■ 指示内容 A:
MaaSについての文章では、MaaS Lv3まで行くと移動に関わる全ての代金がどうなると述べられているか。

自動車産業の変革を語る上で外せないのがMaaS
本記事では、MaaSの概略から生まれた経緯を知ることで、目的を正しく理解し自動車産業に与える影響について解説いたします。
MaaSが実現すると何が変わるのか?
MaaSとは、「Mobility as a Survice」の頭文字を取った略称で、移動するためのあらゆる手段「タクシー、バス、鉄道、飛行機、フェリー、シェアバイクなど」を一つのサービス上で統合し、移動をより便利にしようという仕組みである。
何となく言っている意味は分かるが、イメージがつかないという人のために、私たちの暮らしがどのように変わるのか?を具体例で示そうと思います。
下の例はMaaSが実現した世界で遊園地に行こうとした時にどうなるかを示しています。
・MaaSアプリで経路検索をして、その移動プランが良ければ購入します
・後は下記のようにアプリで自動手配されたプランに沿って、案内に任せて移動します
どうでしょうか? 従来、タクシーや電車は異なる業者が運営しているため、
【手配】と【決済】は個別にしなくていけませんでした。また、
【移動のプランニング】もユーザーが自身で調べて行う必要がありました。
(例:8時30分発の電車に乗って、次は9時発のこのバスに乗って…といった計画)
MaaSになると、この面倒から開放されます。アプリに目的地を入れるだけで【プランニング】をしてくれ、【手配】と【決済】を一括で行ってくれます。
更に移動の間の待機時間におすすめの寄り道場所を紹介したり、乗り遅れた時のバックアップ案をすぐに提示してくれたりと、移動のためのストレスから解放してくれるのです。
MaaSレベルの詳細
実は先の例は、MaaS Lv2を示しています。MaaSにはLv4まで存在しますが、その差がどこにあるかを分かり易く示したのが下記の図となります。
MaaS Lv3まで行くと、移動に関わる全ての代金がスマホの通信量のように定額制になり、乗り放題になります。こうなると完全にシームレスな移動という言葉がピッタリと当てはまりますね。
MaaSはなぜ生まれた? 目的は【マイカーからの脱却】
MaaSが生まれるまでの歴史を知ることで、MaaSの目的を正しく知ることができます。

■ 指示内容 B:
以下のエントリから、「brown」という文字列を含む行をすべて返してください。大文字と小文字は区別する。

(物体ポインティング用データセットの行)
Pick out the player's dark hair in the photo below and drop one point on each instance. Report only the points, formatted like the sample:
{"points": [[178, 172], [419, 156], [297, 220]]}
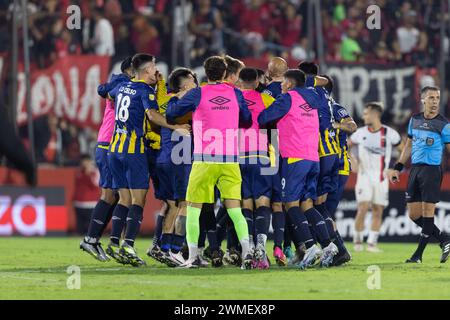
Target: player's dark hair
{"points": [[298, 77], [99, 10], [126, 64], [330, 84], [141, 59], [233, 65], [248, 75], [85, 156], [375, 106], [309, 68], [177, 76], [260, 72], [215, 68], [428, 88]]}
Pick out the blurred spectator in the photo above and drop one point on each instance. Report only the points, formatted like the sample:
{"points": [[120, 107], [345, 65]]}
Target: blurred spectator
{"points": [[350, 48], [290, 30], [103, 40], [145, 37], [409, 38], [86, 193], [206, 27]]}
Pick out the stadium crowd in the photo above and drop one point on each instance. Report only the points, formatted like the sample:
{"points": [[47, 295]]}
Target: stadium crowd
{"points": [[241, 28]]}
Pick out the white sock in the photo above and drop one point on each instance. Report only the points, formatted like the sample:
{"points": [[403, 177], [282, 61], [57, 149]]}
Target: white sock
{"points": [[193, 251], [373, 238], [245, 244], [358, 237]]}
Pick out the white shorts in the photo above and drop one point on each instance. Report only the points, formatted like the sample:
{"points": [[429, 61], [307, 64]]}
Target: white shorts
{"points": [[366, 190]]}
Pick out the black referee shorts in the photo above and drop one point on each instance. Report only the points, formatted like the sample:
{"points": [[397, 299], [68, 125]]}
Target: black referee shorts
{"points": [[424, 184]]}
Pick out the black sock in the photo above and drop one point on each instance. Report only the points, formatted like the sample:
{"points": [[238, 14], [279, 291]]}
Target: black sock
{"points": [[287, 232], [158, 230], [166, 240], [134, 221], [210, 226], [300, 228], [248, 215], [232, 239], [340, 243], [427, 231], [221, 229], [322, 208], [177, 243], [108, 219], [119, 220], [318, 224], [313, 233], [98, 220], [437, 233], [262, 220], [278, 225]]}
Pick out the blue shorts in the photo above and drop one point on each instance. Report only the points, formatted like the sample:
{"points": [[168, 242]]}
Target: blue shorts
{"points": [[101, 160], [166, 182], [299, 180], [276, 187], [329, 175], [335, 197], [151, 157], [254, 184], [129, 171], [182, 172]]}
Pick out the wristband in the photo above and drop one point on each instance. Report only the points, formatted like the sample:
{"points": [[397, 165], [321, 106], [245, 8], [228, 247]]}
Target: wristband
{"points": [[399, 166]]}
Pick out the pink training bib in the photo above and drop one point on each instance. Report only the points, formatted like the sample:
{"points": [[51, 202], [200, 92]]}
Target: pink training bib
{"points": [[252, 140], [299, 130], [215, 122], [107, 128]]}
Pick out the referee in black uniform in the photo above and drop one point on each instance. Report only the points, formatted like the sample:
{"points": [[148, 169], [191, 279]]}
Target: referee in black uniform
{"points": [[428, 133]]}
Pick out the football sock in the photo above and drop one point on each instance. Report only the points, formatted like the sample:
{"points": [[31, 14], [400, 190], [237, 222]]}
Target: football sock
{"points": [[192, 227], [248, 215], [118, 223], [98, 220], [278, 225], [437, 233], [158, 230], [319, 226], [300, 228], [322, 208], [427, 231], [262, 222], [134, 220]]}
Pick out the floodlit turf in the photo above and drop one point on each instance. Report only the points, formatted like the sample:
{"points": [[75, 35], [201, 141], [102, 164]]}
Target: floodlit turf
{"points": [[36, 268]]}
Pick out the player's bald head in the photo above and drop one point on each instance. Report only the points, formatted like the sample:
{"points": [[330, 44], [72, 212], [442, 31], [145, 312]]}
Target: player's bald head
{"points": [[277, 67]]}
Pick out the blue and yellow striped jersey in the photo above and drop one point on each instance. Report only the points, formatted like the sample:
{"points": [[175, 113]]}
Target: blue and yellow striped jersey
{"points": [[340, 113], [132, 100]]}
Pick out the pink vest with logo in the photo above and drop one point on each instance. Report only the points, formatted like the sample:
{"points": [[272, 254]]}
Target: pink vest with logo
{"points": [[299, 130], [252, 139], [215, 122], [107, 128]]}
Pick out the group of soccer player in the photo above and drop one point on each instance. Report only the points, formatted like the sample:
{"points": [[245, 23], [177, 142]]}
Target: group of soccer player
{"points": [[245, 150]]}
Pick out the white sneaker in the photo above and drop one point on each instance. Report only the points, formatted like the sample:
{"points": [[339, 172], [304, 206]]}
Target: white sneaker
{"points": [[373, 248], [327, 255], [311, 256]]}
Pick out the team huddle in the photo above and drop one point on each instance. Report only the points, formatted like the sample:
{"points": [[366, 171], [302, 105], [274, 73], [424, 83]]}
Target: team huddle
{"points": [[229, 158]]}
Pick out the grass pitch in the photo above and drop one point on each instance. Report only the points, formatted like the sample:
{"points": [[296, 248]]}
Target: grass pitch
{"points": [[36, 268]]}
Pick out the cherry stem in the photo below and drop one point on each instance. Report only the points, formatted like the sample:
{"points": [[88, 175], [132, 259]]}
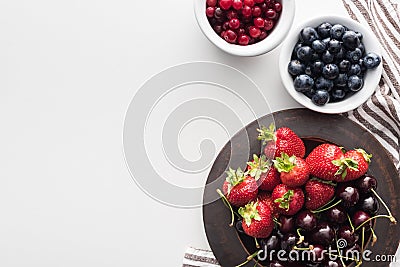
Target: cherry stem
{"points": [[374, 237], [327, 208], [350, 222], [363, 239], [226, 202], [375, 217], [338, 250], [301, 237], [392, 218], [249, 258]]}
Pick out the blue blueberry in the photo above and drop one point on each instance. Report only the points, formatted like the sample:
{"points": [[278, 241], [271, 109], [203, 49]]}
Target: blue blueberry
{"points": [[354, 56], [327, 57], [334, 46], [337, 31], [338, 94], [303, 83], [341, 54], [330, 71], [320, 98], [318, 46], [308, 35], [305, 53], [323, 84], [355, 69], [295, 67], [324, 30], [350, 40], [355, 83], [362, 48], [371, 60], [296, 47], [316, 67], [326, 41], [344, 65], [341, 80]]}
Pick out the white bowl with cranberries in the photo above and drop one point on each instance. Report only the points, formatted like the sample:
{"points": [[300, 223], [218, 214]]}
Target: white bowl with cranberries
{"points": [[245, 27]]}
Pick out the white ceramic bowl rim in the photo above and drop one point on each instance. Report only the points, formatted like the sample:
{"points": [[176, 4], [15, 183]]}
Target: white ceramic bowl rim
{"points": [[275, 38], [371, 80]]}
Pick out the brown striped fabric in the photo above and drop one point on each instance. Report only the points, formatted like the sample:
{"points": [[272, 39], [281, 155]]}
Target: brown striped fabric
{"points": [[381, 113]]}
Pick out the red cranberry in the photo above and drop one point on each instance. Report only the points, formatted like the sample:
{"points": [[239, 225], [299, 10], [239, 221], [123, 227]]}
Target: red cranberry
{"points": [[270, 3], [246, 11], [243, 39], [210, 12], [254, 31], [278, 7], [241, 31], [211, 3], [249, 3], [230, 36], [268, 24], [231, 14], [225, 4], [218, 13], [234, 24], [225, 26], [237, 4], [259, 22], [263, 7], [270, 13], [257, 11], [218, 28]]}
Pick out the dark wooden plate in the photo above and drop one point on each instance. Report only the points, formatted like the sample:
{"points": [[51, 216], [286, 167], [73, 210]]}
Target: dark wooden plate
{"points": [[232, 249]]}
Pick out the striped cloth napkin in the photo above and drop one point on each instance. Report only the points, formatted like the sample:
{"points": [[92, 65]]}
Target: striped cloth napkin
{"points": [[381, 113]]}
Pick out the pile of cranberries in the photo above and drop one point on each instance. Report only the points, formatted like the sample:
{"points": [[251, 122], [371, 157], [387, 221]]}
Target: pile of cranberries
{"points": [[243, 22]]}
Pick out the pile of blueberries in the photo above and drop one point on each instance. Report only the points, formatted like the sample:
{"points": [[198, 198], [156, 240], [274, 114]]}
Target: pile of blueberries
{"points": [[329, 62]]}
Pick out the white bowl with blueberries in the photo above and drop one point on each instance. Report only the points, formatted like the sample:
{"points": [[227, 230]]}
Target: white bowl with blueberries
{"points": [[245, 27], [331, 64]]}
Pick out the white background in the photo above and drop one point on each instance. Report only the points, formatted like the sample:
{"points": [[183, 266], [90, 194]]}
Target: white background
{"points": [[68, 70]]}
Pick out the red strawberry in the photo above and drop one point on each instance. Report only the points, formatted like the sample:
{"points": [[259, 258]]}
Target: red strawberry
{"points": [[358, 162], [321, 162], [318, 193], [294, 170], [283, 140], [265, 174], [239, 188], [257, 219], [267, 199], [288, 200], [270, 179]]}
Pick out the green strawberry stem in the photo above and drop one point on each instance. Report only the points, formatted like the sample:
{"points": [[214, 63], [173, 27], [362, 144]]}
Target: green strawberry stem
{"points": [[276, 221], [226, 202], [370, 219], [327, 208], [374, 237], [392, 218], [285, 163], [267, 134], [332, 183], [249, 258], [350, 222], [301, 237]]}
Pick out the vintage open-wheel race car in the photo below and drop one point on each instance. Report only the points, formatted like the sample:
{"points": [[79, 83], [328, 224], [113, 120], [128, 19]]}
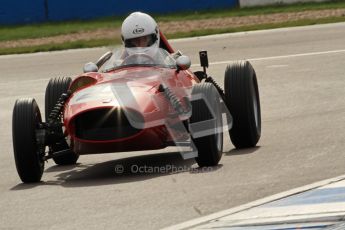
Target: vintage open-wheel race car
{"points": [[136, 103]]}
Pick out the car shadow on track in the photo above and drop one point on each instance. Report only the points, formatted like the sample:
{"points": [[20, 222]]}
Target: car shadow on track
{"points": [[245, 151], [119, 171]]}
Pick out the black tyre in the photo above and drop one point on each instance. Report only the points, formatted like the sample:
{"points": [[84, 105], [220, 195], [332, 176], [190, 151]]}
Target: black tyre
{"points": [[210, 147], [243, 101], [28, 155], [55, 88]]}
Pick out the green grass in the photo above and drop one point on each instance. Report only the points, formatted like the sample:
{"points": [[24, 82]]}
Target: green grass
{"points": [[10, 33], [112, 42], [58, 28], [304, 22]]}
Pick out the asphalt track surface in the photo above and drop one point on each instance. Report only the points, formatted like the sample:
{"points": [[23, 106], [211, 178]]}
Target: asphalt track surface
{"points": [[301, 75]]}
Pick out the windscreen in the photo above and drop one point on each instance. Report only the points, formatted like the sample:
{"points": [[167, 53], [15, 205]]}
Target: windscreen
{"points": [[126, 58]]}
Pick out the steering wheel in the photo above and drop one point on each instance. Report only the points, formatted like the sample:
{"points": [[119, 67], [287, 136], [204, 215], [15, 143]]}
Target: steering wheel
{"points": [[139, 58]]}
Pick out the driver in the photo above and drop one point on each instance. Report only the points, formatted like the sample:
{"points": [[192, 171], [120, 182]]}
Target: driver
{"points": [[140, 34]]}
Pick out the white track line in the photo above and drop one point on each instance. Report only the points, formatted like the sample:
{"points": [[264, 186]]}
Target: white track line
{"points": [[281, 57], [217, 215]]}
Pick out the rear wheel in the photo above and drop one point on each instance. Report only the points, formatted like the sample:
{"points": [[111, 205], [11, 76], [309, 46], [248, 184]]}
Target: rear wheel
{"points": [[242, 99], [55, 88], [27, 153], [209, 144]]}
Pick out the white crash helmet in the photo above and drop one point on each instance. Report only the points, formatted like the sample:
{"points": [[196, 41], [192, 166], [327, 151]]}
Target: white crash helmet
{"points": [[140, 34]]}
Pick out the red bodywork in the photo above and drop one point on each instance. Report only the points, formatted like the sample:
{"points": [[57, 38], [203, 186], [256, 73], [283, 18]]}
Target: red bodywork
{"points": [[145, 102]]}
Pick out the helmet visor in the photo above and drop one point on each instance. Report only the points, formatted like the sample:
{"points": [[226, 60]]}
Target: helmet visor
{"points": [[144, 41]]}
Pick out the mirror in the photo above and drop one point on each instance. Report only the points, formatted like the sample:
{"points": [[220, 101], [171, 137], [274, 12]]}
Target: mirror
{"points": [[90, 67], [183, 62]]}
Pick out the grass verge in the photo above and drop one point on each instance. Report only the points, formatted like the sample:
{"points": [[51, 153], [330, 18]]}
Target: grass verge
{"points": [[112, 42], [51, 29], [12, 33]]}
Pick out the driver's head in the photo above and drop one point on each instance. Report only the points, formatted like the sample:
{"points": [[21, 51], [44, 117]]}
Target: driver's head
{"points": [[140, 34]]}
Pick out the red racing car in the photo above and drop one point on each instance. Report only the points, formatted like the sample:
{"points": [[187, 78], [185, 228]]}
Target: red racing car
{"points": [[137, 102]]}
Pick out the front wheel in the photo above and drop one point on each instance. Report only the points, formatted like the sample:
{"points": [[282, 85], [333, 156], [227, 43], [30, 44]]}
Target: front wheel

■ 回答 A:
スマホの通信量のように定額制になり、乗り放題になる。

■ 回答 B:
Pick out the brown striped fabric in the photo above and drop one point on each instance. Report only the points, formatted like the sample:
Target: brown striped fabric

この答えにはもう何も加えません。